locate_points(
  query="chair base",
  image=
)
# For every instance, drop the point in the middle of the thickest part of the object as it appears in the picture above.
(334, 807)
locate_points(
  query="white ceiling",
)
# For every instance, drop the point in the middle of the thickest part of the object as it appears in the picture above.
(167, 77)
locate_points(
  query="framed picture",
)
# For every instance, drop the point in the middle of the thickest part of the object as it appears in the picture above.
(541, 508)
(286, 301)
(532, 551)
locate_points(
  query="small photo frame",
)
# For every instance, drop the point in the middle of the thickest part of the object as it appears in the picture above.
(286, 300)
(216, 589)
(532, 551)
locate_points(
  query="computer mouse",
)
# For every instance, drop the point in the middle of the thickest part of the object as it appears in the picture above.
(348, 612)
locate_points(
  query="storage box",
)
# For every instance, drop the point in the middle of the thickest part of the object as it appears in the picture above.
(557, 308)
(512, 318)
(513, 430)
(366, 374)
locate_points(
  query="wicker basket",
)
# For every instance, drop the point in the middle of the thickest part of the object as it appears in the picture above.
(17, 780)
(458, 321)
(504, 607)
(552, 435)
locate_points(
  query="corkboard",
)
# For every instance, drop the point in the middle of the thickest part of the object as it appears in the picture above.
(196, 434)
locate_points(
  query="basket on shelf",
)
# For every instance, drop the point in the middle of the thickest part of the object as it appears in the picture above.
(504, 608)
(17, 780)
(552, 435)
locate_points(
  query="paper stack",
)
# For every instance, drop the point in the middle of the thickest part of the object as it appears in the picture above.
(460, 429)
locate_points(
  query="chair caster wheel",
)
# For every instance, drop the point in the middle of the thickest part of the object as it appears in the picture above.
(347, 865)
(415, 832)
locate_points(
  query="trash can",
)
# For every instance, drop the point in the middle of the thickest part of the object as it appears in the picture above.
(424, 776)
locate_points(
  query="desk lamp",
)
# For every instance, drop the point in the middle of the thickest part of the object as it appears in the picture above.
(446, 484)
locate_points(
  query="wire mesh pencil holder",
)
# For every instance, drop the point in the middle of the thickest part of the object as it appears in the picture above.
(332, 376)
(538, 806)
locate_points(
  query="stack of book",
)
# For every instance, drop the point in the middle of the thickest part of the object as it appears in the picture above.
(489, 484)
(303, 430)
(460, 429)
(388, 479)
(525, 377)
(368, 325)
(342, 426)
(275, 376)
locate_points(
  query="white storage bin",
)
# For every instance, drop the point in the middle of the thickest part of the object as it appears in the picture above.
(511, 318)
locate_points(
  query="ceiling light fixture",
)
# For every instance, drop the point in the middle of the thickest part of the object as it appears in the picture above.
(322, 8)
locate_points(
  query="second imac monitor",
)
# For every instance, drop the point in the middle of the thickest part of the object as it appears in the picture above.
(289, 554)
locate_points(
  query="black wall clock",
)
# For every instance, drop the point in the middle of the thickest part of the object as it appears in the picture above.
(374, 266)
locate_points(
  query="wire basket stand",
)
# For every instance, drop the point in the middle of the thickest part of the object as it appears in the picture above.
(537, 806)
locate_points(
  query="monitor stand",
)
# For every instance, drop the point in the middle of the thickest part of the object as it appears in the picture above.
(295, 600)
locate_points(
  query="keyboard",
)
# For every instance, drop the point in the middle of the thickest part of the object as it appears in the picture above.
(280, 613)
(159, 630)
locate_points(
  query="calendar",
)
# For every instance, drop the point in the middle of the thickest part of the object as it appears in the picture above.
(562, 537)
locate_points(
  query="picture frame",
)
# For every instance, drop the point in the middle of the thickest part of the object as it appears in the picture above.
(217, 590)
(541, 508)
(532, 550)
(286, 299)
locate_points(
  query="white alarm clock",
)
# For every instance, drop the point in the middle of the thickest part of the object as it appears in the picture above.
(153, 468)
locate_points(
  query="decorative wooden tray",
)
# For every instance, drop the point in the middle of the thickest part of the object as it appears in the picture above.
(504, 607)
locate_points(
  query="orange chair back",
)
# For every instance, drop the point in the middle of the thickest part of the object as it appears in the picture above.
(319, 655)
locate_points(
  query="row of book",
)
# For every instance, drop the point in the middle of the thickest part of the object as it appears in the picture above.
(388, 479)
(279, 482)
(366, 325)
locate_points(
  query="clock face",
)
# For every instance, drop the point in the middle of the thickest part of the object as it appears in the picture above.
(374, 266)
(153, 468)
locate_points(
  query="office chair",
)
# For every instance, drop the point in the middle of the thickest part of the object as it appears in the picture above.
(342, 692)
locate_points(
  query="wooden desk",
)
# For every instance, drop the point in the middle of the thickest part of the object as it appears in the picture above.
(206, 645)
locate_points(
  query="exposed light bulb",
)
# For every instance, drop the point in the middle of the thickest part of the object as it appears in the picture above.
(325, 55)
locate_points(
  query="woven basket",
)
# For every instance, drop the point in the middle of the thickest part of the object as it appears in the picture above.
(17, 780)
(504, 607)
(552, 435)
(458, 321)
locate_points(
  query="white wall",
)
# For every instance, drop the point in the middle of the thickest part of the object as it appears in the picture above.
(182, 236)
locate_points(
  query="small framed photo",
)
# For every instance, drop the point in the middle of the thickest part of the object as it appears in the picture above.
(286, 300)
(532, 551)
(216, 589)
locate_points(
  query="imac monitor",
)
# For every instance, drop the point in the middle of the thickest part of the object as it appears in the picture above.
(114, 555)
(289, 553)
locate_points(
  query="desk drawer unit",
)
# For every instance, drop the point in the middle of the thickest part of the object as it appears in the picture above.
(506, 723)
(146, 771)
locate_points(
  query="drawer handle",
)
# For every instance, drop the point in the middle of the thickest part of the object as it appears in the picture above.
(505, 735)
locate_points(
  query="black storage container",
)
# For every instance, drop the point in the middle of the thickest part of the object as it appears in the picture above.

### Action item
Look through the records above for the string "small", then copy every line that has it.

### Task result
  query="small photo frame",
  query="small framed photo",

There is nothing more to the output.